What the task asks
Leaving all pictures aside, copy exactly the lines from the start of the listing below through the line that contains "point: watch strap", and only those lines.

Study material
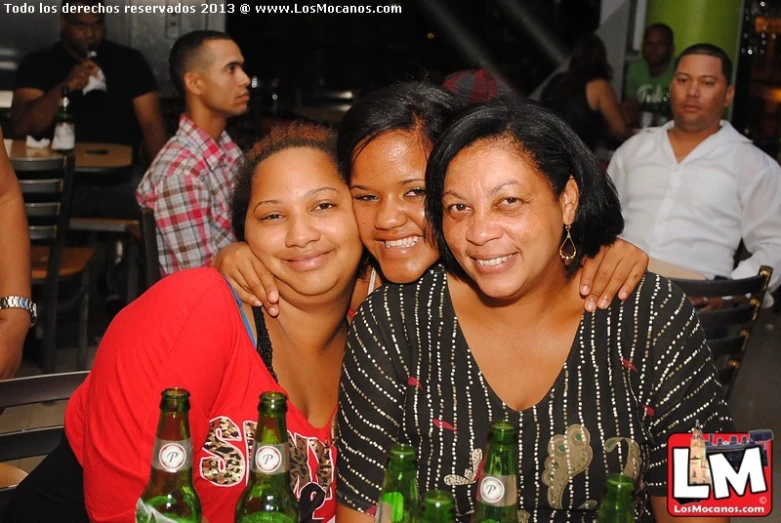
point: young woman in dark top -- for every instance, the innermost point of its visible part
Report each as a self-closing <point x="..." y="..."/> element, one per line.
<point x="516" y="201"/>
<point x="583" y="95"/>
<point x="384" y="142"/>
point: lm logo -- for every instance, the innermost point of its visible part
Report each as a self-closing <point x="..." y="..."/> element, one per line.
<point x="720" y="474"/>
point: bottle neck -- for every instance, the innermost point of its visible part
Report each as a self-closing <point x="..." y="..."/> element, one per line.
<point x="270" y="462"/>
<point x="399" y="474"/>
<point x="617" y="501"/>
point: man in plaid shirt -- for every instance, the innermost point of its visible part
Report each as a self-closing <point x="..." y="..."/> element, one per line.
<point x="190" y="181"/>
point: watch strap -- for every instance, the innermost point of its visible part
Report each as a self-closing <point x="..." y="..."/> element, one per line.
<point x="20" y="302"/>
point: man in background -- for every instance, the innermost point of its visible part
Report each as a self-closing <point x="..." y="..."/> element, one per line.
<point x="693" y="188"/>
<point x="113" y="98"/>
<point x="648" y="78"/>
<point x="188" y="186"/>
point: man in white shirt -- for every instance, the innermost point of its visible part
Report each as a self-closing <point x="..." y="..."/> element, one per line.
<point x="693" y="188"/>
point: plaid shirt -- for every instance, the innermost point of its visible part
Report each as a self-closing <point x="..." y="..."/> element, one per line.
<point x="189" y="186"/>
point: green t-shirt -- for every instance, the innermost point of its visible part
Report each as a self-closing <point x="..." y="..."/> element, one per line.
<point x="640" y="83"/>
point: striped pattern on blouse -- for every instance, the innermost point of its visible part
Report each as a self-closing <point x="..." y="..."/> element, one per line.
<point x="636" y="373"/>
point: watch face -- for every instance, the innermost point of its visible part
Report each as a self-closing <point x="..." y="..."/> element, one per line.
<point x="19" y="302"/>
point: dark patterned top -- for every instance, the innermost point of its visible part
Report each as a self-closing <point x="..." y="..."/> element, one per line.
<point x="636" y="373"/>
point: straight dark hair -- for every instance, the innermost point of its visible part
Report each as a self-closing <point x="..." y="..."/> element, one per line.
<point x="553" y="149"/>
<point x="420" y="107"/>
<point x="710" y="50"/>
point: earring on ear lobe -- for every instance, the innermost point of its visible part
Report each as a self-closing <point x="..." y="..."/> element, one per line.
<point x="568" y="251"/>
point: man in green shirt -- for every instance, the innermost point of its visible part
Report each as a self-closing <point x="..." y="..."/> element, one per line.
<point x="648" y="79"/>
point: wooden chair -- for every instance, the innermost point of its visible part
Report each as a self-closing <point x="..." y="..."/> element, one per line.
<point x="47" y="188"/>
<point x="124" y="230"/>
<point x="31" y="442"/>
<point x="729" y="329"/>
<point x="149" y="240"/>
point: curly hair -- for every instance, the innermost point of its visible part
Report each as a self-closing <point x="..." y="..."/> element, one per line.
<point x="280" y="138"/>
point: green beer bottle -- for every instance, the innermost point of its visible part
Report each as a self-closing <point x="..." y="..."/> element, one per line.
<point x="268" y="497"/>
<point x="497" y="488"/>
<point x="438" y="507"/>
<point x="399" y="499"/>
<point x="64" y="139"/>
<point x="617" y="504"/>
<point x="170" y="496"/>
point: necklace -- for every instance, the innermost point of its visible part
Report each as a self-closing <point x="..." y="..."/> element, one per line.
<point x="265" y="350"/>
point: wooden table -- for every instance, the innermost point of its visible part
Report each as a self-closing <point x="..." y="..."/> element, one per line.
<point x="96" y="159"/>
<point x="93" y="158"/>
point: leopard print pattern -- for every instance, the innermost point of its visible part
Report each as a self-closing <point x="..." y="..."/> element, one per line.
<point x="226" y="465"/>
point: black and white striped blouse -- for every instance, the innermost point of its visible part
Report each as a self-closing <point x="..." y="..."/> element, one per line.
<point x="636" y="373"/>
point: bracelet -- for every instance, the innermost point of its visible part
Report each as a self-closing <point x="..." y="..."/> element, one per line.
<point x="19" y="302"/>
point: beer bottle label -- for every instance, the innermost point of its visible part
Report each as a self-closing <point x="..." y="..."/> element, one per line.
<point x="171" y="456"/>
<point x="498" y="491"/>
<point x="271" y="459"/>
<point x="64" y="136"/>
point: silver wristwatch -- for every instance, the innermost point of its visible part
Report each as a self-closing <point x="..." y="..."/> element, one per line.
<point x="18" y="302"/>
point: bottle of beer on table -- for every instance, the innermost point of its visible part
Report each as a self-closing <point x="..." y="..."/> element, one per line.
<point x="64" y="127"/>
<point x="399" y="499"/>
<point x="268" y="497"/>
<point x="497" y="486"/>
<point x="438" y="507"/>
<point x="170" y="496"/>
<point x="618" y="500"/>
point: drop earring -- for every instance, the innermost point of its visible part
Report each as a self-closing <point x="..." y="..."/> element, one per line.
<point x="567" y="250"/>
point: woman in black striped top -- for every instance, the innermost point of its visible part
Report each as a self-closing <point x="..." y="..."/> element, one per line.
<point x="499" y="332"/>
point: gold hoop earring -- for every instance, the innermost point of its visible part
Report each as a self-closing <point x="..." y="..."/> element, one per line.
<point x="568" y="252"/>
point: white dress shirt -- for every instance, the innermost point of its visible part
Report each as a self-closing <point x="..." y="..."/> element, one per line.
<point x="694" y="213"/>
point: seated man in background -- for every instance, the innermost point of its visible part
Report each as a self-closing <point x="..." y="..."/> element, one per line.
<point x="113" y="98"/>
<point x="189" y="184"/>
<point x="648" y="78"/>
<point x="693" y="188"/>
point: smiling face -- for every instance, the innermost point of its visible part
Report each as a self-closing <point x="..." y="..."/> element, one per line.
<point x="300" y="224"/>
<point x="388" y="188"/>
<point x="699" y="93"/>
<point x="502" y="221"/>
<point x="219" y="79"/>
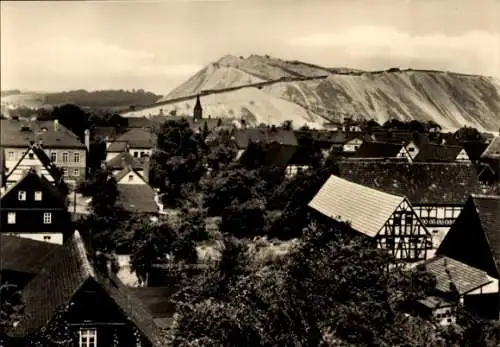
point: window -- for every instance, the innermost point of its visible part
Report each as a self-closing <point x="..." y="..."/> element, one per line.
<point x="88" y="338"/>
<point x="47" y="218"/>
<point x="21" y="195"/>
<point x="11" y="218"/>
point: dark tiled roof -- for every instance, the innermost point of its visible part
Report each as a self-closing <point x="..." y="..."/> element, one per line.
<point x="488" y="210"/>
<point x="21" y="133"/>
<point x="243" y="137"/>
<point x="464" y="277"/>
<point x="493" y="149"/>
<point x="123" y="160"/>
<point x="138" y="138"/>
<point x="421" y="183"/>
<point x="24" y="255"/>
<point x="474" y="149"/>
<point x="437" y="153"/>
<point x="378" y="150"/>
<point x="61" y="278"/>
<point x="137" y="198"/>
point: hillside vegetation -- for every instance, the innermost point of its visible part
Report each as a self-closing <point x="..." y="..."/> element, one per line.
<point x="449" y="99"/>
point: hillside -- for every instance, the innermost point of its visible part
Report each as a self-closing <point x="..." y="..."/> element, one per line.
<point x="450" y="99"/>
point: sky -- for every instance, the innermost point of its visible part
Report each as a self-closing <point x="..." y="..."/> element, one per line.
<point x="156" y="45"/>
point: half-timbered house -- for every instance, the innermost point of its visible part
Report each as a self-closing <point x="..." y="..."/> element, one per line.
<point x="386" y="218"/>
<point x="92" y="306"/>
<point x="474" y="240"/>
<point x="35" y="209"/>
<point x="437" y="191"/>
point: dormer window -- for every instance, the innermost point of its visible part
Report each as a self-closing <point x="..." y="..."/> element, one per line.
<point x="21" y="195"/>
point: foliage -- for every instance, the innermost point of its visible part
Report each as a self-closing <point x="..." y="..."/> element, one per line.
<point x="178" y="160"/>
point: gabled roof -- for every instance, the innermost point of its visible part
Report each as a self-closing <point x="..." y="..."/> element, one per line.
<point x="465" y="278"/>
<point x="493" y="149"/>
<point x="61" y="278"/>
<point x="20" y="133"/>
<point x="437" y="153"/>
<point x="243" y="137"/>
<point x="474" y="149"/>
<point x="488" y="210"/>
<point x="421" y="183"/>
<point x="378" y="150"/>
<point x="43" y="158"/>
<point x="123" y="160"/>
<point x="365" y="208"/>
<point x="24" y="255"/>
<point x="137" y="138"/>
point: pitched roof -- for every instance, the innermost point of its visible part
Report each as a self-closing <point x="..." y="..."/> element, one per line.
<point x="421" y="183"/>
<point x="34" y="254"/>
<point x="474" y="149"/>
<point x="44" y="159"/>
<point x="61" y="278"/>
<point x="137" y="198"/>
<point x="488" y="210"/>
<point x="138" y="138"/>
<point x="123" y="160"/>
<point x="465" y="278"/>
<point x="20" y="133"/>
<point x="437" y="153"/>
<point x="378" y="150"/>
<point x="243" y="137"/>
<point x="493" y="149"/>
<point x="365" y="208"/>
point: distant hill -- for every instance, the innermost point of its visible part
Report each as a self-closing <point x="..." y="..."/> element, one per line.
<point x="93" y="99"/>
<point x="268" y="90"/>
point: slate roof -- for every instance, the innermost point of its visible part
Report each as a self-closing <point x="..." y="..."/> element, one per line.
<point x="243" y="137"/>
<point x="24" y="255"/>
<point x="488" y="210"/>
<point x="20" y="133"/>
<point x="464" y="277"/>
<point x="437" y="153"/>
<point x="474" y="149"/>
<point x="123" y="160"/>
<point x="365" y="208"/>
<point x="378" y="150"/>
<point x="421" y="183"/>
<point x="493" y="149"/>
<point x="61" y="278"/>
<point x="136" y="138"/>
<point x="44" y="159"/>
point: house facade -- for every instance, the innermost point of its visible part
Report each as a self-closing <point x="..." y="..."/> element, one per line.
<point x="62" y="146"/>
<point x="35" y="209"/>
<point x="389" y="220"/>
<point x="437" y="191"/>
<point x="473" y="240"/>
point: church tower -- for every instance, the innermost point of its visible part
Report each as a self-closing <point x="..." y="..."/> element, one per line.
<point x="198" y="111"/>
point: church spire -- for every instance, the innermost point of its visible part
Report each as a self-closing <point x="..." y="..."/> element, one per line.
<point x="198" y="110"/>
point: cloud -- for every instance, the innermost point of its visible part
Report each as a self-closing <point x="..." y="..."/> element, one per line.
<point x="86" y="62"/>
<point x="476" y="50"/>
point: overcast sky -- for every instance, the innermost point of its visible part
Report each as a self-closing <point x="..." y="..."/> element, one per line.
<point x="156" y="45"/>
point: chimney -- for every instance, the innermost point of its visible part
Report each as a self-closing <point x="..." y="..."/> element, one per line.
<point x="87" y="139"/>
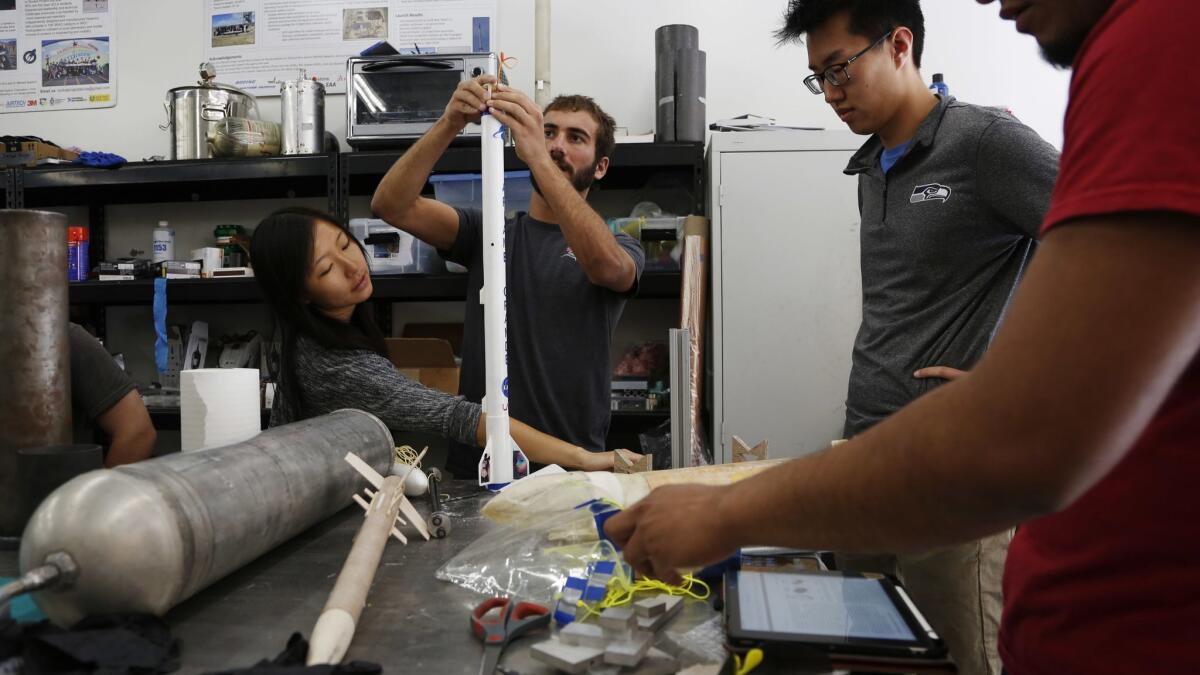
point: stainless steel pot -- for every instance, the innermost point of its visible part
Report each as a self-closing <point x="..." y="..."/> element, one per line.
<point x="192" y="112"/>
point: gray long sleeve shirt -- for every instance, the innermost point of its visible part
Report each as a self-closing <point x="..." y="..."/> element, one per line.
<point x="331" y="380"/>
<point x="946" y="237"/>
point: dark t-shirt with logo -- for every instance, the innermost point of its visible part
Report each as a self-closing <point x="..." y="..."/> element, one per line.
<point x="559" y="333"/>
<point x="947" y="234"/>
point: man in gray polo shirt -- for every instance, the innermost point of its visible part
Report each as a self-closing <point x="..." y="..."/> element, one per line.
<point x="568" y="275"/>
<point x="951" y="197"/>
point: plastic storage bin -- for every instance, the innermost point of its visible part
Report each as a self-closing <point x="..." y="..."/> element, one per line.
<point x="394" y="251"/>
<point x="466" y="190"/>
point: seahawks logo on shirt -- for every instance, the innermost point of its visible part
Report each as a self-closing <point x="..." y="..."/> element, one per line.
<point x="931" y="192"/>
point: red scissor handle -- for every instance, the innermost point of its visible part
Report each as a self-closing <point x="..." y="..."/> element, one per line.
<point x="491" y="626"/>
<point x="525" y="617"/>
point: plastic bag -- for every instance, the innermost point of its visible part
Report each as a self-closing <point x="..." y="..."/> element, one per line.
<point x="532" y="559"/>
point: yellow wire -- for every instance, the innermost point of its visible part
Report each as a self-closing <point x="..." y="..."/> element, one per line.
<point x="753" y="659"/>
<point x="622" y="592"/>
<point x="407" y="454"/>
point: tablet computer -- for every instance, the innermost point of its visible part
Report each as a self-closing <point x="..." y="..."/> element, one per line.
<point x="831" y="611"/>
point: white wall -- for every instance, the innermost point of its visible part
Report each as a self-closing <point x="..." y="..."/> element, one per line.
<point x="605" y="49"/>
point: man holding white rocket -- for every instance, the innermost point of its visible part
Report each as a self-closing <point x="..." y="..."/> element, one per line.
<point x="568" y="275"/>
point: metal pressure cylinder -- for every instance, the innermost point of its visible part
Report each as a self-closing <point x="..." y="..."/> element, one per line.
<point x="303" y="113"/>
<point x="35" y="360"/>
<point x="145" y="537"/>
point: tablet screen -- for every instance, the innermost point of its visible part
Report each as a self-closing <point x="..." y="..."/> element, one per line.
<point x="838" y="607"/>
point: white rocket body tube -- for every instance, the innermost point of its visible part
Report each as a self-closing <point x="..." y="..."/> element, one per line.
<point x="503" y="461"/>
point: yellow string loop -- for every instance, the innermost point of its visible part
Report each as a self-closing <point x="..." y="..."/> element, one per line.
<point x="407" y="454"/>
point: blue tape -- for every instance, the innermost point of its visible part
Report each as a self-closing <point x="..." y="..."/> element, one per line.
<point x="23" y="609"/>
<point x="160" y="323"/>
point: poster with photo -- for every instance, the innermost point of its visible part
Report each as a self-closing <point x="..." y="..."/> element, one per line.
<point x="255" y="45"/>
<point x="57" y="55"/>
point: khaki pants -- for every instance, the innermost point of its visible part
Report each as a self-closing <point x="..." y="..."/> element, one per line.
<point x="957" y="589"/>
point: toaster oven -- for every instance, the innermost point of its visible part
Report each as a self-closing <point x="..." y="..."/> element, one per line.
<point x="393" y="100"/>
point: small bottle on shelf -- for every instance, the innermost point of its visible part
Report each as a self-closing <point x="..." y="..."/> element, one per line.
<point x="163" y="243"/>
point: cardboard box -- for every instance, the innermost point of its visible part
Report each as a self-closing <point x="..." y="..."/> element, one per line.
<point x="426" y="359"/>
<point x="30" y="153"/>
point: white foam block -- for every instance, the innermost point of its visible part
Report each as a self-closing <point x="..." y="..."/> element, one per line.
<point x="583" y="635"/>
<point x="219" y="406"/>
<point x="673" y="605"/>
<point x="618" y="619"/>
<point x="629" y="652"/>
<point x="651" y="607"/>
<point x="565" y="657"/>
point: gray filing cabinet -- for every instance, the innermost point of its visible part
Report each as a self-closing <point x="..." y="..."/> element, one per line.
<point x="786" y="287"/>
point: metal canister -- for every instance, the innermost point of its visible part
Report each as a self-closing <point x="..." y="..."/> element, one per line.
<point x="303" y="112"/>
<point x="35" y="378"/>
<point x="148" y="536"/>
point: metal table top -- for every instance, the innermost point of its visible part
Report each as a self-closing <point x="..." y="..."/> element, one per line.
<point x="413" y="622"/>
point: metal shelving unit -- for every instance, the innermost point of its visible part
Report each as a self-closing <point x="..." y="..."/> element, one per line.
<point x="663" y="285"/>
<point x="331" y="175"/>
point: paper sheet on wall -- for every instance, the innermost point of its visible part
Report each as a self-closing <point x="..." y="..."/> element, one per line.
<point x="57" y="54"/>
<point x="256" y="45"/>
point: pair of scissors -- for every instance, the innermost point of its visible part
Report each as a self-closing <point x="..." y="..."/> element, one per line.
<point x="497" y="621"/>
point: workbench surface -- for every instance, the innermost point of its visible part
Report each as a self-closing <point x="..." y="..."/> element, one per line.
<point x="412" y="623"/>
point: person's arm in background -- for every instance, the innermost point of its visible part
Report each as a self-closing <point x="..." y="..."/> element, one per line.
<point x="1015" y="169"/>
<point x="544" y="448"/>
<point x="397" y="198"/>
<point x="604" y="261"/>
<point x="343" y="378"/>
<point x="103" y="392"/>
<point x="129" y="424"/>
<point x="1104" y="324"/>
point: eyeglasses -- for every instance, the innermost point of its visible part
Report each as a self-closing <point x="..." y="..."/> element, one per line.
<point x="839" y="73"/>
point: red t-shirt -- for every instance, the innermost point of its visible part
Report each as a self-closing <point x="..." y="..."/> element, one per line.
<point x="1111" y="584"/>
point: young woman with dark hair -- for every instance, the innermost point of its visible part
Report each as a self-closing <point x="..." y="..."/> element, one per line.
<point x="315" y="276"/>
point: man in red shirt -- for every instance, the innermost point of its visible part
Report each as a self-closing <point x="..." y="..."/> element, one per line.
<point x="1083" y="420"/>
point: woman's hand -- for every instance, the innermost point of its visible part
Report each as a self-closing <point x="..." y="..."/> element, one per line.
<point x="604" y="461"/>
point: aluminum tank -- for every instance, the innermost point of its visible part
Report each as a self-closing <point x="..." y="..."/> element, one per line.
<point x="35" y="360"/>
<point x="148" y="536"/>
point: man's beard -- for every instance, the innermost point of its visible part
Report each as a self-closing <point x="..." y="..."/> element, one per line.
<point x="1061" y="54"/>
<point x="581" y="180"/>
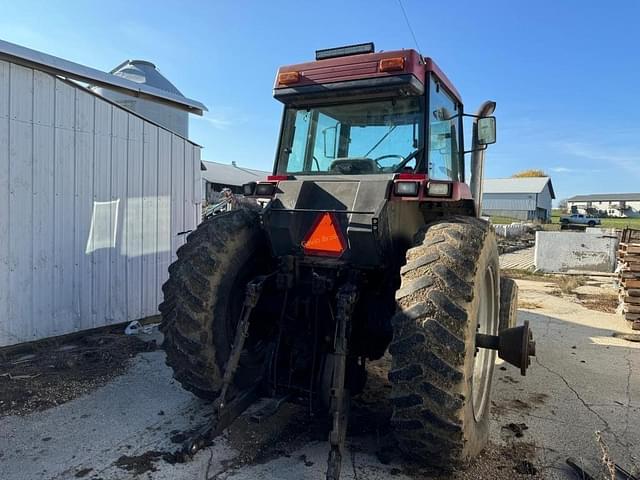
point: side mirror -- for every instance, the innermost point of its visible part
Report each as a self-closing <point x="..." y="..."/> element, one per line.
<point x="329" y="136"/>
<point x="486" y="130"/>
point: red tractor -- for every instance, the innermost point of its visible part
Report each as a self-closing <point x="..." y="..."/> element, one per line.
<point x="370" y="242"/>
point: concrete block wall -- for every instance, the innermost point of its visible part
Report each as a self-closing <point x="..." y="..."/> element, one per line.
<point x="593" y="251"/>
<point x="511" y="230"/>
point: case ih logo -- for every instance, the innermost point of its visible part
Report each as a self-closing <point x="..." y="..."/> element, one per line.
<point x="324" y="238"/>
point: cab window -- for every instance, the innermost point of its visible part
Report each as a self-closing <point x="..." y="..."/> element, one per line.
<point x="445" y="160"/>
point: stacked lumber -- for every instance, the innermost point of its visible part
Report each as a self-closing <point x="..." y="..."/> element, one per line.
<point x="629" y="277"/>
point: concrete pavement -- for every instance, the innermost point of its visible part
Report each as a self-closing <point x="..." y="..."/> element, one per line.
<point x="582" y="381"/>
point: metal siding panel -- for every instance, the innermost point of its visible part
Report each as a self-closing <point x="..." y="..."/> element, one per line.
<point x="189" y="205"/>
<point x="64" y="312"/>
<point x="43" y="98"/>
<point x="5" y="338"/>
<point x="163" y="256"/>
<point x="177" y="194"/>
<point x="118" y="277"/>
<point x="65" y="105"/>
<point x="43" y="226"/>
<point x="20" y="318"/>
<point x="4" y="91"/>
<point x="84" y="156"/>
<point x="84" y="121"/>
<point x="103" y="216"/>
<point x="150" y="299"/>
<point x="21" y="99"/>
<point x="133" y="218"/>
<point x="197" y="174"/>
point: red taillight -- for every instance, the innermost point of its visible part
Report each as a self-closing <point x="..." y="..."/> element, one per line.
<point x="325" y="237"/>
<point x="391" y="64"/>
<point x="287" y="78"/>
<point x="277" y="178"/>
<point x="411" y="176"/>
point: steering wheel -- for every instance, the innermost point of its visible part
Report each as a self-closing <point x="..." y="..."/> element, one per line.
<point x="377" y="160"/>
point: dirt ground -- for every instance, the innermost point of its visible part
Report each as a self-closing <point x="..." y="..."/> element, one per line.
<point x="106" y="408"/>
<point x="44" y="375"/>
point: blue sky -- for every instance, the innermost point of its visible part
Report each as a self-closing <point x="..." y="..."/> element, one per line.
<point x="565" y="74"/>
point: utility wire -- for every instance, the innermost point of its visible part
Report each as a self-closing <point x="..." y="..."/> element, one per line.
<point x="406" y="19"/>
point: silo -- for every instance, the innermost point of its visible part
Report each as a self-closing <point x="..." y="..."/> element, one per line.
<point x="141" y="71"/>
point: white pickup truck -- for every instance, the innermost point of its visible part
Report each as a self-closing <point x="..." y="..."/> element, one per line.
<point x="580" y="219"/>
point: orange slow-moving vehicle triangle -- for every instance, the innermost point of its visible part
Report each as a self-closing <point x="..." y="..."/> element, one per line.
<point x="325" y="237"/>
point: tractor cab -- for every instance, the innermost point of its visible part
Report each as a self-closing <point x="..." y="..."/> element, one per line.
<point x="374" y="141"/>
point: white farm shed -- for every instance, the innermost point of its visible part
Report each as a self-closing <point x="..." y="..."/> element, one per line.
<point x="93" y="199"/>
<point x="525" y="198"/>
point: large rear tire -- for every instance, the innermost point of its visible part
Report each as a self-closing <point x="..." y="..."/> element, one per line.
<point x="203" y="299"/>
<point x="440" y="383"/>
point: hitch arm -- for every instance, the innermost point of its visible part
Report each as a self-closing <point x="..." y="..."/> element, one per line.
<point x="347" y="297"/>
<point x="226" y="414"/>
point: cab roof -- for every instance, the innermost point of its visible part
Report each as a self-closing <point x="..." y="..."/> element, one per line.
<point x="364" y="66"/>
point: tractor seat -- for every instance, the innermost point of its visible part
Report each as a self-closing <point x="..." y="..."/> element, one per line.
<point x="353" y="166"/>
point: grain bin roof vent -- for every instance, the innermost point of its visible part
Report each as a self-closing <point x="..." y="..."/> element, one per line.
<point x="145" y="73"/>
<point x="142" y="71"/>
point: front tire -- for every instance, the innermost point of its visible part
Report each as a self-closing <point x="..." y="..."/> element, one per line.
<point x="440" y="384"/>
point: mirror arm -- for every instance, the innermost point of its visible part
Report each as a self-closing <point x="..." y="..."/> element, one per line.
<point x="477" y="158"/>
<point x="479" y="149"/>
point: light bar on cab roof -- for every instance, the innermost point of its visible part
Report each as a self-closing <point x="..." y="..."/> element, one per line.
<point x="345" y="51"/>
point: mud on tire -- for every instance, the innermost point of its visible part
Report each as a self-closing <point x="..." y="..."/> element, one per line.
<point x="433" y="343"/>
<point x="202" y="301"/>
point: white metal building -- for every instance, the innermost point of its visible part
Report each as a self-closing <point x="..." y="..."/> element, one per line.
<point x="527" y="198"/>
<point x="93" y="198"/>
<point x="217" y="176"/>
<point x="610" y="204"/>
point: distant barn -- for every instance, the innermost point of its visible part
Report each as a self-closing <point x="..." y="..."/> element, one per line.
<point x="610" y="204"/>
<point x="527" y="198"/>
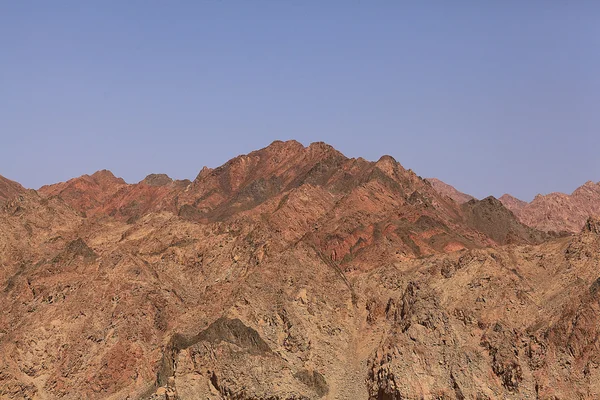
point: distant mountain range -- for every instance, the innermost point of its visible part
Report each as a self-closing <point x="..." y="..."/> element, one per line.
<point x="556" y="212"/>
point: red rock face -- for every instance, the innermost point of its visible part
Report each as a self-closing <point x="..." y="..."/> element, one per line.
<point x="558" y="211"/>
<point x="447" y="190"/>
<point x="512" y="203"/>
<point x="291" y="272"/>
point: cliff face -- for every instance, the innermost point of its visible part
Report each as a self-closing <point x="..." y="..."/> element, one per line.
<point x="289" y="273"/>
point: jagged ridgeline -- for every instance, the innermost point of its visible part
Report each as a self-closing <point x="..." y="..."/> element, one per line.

Solved problem
point: young woman in dark top -- for every instance, the innermost point of its visible part
Report each as a self-closing <point x="..." y="..."/> element, one per line.
<point x="516" y="201"/>
<point x="583" y="95"/>
<point x="384" y="142"/>
point: lm logo -- for every instance, the innermost point of its visible part
Report each as a self-closing <point x="..." y="..."/> element, one per line.
<point x="720" y="474"/>
point: bottle neck -- for every instance, the innermost point of its visible part
Report each as a self-closing <point x="..." y="..."/> element, one per line.
<point x="270" y="462"/>
<point x="399" y="474"/>
<point x="617" y="501"/>
point: man in plaid shirt -- for every instance, the innermost point of its visible part
Report each as a self-closing <point x="..." y="..."/> element, one per line.
<point x="190" y="181"/>
point: watch strap -- for every instance, the innermost point of its visible part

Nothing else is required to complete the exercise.